-- Opening Marker --

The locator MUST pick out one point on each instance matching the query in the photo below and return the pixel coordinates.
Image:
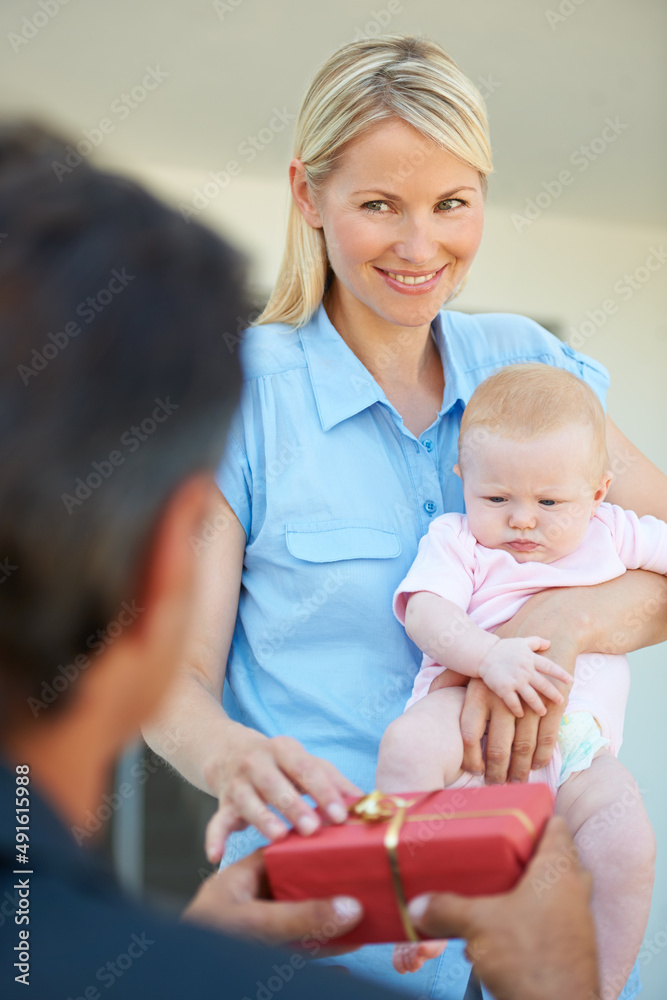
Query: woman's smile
(411, 282)
(399, 241)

-- Closing Marker --

What is needed is an exact repeat of the records, with every picture left out.

The locator MUST pick out one point on each instance matching the query in the photo below and return the pixel coordinates.
Image:
Query: woman's smile
(411, 282)
(399, 241)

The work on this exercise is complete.